### Data for this exercise

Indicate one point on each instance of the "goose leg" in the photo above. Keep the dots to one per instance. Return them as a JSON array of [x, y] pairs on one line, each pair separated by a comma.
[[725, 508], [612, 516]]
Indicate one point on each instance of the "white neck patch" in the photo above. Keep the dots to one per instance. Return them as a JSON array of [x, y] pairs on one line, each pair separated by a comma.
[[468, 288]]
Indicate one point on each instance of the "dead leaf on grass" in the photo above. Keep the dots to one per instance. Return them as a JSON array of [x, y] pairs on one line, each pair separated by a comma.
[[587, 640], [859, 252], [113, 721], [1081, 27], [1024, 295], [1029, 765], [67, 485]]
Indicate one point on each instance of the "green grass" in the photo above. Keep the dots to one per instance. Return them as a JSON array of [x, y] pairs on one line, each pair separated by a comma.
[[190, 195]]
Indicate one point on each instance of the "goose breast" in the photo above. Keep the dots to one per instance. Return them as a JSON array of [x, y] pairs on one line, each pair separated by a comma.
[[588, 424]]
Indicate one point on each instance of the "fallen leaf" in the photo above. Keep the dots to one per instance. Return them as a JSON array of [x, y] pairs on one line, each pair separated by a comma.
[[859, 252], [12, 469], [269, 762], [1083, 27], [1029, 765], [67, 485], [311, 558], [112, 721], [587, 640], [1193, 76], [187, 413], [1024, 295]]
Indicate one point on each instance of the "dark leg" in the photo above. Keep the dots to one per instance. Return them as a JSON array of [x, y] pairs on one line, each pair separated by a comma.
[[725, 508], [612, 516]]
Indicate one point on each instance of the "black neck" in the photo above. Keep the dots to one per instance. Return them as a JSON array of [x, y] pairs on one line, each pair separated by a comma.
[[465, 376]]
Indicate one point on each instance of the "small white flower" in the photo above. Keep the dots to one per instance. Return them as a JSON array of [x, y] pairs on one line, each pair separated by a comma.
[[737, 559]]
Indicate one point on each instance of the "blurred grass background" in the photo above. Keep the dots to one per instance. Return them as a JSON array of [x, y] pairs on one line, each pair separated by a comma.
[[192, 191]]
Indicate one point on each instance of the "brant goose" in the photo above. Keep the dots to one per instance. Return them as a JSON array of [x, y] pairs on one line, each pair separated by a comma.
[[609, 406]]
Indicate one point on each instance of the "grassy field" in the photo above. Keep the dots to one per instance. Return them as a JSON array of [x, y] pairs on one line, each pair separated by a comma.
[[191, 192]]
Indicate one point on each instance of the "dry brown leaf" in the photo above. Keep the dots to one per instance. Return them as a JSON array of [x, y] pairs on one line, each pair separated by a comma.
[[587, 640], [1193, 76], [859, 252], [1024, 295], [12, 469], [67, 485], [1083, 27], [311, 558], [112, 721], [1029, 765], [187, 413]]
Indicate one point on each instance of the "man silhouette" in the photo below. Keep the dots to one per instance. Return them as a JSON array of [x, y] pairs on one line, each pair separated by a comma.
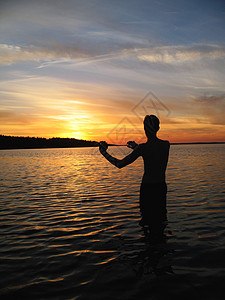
[[155, 153]]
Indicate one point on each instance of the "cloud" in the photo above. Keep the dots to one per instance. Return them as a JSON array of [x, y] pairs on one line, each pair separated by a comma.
[[211, 108], [182, 54], [10, 54]]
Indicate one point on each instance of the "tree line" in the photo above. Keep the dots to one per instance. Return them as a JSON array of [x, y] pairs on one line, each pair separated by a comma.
[[20, 142]]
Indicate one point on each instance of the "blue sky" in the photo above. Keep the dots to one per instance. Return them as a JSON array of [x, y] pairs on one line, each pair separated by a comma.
[[77, 68]]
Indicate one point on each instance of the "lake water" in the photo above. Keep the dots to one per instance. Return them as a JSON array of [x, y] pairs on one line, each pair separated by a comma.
[[69, 226]]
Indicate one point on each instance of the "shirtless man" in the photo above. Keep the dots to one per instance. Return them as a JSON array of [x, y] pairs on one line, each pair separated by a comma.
[[155, 153]]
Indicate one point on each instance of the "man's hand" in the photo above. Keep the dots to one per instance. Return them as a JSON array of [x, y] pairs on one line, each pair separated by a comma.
[[132, 144], [103, 146]]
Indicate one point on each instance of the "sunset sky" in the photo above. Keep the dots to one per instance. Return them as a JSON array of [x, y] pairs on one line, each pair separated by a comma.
[[92, 69]]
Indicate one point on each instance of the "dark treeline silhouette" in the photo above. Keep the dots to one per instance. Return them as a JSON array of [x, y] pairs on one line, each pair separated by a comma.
[[19, 142]]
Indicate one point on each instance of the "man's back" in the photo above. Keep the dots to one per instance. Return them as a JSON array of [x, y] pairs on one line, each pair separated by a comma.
[[155, 154]]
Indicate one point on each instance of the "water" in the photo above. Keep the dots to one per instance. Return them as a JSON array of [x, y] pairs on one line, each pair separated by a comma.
[[69, 226]]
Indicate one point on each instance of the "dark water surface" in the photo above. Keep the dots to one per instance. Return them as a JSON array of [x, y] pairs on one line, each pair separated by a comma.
[[69, 227]]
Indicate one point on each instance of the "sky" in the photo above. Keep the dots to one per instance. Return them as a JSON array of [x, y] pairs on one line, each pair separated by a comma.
[[93, 69]]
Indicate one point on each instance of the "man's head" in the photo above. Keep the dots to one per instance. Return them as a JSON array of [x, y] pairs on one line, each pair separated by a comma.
[[151, 125]]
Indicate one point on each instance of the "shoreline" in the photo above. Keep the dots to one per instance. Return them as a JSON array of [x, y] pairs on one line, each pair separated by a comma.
[[91, 146]]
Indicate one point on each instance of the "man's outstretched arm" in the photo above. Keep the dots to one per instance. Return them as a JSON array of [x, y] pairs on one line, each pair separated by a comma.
[[119, 163]]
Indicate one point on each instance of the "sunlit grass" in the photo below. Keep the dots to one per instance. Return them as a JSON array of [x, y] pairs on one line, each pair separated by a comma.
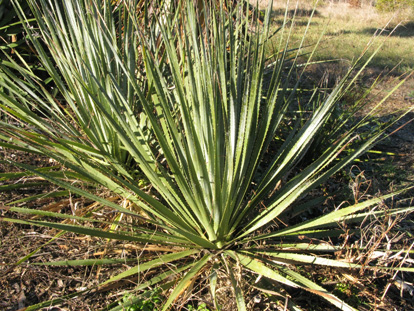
[[348, 31]]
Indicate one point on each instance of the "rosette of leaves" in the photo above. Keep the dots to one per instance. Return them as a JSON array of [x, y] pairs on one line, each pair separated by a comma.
[[183, 102]]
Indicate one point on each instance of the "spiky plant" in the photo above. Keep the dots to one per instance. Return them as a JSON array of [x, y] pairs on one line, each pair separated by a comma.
[[187, 105]]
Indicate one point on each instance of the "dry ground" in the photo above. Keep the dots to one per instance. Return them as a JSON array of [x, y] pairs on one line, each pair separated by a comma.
[[23, 285]]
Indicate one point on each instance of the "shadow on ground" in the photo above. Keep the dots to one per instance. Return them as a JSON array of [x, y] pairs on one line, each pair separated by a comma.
[[403, 31]]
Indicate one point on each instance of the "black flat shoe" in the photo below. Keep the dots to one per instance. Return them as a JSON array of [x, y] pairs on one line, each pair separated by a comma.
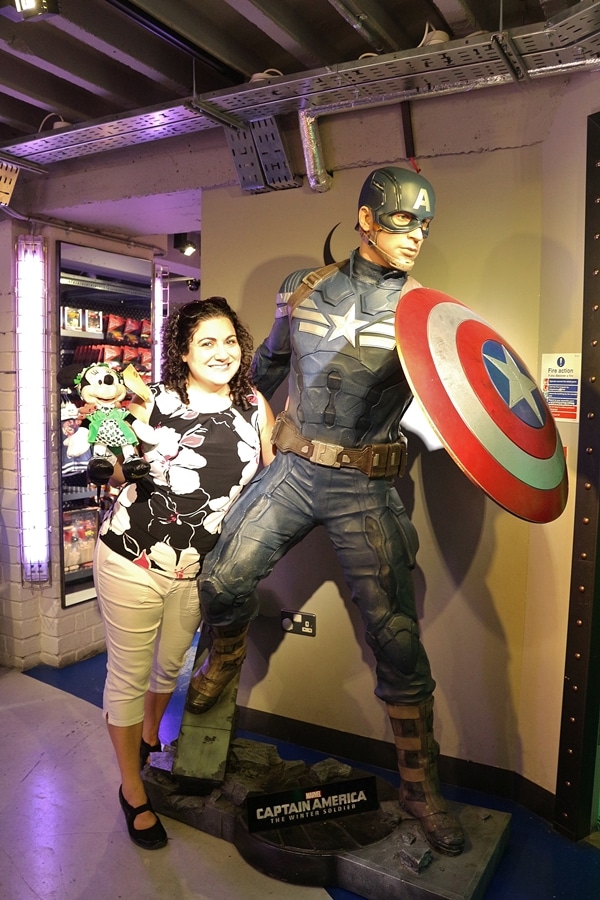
[[152, 838], [146, 749]]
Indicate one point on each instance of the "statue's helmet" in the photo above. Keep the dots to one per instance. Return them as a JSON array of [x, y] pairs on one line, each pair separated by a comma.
[[392, 190]]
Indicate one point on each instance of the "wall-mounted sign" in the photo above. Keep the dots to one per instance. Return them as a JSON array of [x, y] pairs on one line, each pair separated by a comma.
[[561, 384]]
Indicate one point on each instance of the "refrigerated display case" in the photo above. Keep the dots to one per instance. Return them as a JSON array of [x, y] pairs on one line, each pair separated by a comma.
[[105, 315]]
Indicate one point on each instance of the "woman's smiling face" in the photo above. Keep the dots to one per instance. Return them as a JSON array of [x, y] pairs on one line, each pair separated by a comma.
[[213, 356]]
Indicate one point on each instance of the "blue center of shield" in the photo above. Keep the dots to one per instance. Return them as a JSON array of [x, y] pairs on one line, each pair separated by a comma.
[[514, 384]]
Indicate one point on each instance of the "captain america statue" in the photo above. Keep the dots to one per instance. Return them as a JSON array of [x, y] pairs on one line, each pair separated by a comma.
[[339, 448]]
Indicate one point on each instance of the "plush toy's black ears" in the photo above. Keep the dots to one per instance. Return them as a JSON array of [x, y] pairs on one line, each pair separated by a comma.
[[66, 376]]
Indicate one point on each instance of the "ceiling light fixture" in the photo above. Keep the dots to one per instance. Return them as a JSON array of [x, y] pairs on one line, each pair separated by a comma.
[[37, 9], [182, 243]]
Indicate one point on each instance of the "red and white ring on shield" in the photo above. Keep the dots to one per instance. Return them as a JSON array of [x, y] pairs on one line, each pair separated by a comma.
[[483, 403]]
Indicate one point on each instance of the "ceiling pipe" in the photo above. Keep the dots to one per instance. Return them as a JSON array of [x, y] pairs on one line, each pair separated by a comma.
[[319, 178]]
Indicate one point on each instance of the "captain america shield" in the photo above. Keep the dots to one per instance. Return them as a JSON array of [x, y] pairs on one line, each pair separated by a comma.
[[483, 403]]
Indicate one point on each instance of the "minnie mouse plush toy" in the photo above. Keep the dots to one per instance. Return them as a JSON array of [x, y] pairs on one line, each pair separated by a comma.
[[107, 429]]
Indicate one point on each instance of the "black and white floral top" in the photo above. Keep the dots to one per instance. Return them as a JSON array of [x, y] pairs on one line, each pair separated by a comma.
[[200, 463]]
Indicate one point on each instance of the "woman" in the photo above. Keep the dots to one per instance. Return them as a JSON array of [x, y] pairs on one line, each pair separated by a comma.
[[205, 430]]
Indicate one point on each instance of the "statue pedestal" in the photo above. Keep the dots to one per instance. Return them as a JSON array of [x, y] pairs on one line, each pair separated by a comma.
[[379, 855]]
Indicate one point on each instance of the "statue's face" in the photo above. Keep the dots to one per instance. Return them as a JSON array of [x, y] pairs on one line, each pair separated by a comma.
[[392, 249]]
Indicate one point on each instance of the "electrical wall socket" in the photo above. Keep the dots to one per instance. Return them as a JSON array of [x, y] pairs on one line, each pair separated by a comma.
[[299, 623]]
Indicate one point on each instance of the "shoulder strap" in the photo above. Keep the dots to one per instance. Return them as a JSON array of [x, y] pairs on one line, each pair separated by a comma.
[[310, 282], [409, 285]]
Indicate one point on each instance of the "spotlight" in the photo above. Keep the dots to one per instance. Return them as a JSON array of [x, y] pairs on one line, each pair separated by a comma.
[[38, 9], [182, 243]]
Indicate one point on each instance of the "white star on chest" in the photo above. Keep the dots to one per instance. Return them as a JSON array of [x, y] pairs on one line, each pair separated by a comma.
[[346, 326]]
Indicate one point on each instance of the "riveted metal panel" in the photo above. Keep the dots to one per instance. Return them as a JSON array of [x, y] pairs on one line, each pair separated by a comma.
[[574, 812]]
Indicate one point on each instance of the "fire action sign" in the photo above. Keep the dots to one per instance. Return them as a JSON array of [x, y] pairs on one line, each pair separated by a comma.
[[561, 384], [300, 806]]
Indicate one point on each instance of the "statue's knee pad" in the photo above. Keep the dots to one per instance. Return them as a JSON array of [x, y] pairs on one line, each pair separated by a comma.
[[397, 644]]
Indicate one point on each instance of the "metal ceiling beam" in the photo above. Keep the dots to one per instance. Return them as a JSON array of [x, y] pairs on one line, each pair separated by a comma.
[[57, 55], [377, 29], [570, 43], [285, 29], [120, 38], [199, 30]]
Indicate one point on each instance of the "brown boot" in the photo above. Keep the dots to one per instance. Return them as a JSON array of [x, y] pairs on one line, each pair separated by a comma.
[[223, 662], [420, 784]]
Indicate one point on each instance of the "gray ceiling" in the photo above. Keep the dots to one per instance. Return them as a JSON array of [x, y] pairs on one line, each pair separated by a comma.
[[105, 74], [103, 59]]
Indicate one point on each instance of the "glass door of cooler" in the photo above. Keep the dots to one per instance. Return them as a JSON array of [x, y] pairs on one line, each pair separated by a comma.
[[105, 315]]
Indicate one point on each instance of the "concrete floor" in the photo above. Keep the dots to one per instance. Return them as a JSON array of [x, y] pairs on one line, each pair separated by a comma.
[[62, 832], [63, 835]]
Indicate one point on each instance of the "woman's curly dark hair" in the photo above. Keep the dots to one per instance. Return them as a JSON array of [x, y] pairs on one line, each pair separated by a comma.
[[177, 334]]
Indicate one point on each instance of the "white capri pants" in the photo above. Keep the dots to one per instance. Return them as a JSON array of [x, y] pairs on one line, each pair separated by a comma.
[[150, 621]]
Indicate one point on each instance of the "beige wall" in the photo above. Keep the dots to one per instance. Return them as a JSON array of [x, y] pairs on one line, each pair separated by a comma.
[[493, 590]]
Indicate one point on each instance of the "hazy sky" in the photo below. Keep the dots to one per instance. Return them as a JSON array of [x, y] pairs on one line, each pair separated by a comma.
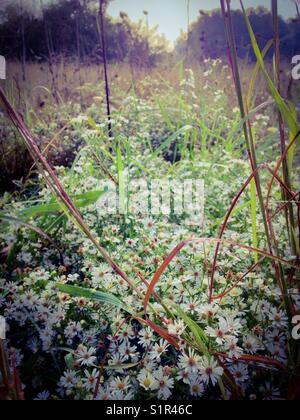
[[171, 15]]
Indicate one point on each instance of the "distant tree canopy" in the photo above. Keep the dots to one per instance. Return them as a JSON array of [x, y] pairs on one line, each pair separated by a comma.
[[206, 38], [71, 28]]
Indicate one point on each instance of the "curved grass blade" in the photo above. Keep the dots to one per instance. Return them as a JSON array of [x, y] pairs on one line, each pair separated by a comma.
[[93, 295]]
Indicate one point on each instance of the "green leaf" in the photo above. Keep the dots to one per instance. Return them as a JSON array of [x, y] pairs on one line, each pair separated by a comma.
[[199, 335], [80, 201], [170, 140], [94, 295], [121, 178]]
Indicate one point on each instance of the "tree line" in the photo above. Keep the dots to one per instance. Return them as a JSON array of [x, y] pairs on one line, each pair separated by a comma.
[[71, 28]]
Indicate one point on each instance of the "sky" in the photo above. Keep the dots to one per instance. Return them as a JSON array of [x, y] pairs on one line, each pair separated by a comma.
[[171, 15]]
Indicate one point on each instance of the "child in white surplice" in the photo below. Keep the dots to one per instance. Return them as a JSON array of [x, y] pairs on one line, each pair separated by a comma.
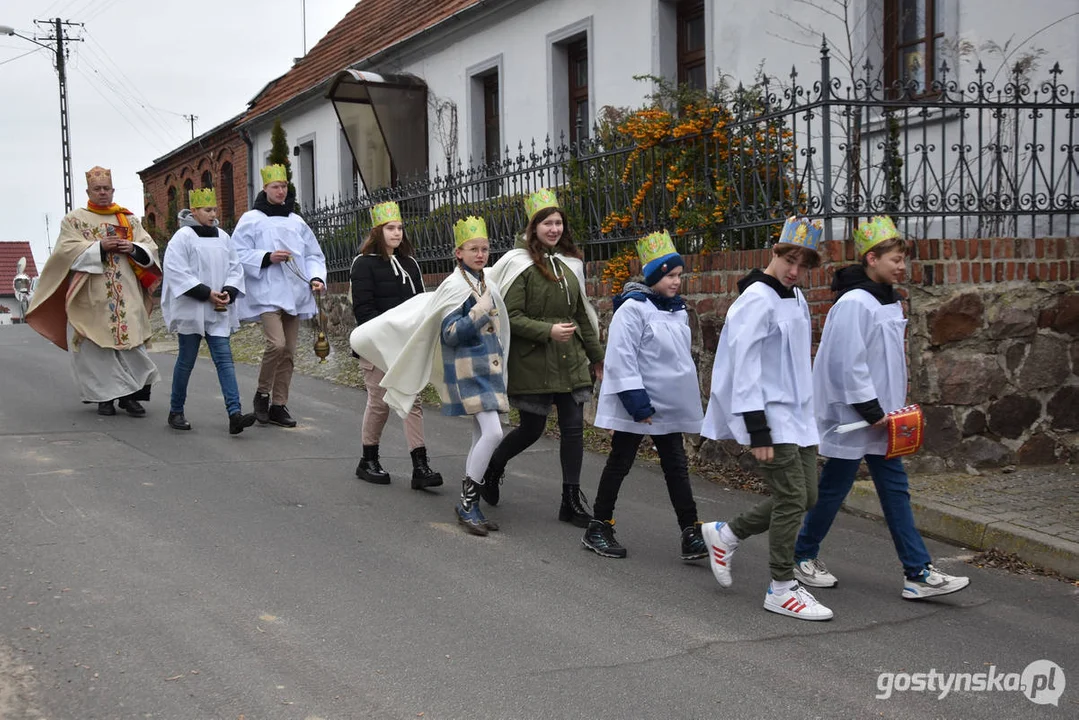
[[860, 374], [203, 279], [762, 396], [650, 386]]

######

## To do
Pull out every line of the listing above that has the word "leaf" and copy each one whole. Only matches in the same upper or lower case count.

## Response for this exercise
Indicate one point on each instance of the "dead leaf on grass" in the photo above. Keep the dots to one per instance. Return them as a JSON array of [x, y] pairs on one line, each pair separated by a comma.
Indicate one point on each instance of the "fallen leaf" in the photo above. Keep the dots to one per instance. Return them as a JSON array of [x, y] pairs on one line, each pair separated by a comma.
Indicate one point on each instance of the "dry brown leaf" in the photo above. Keep the dots to one per instance. Return them as a JSON array of [x, y] pairs on one line, each pair separated by a comma.
Indicate one point on each instance of the "green leaf" in the photo above. Keep the dots to one per instance. Return them as a JSON array of [x, y] pairs on one line, each pair separated by a comma.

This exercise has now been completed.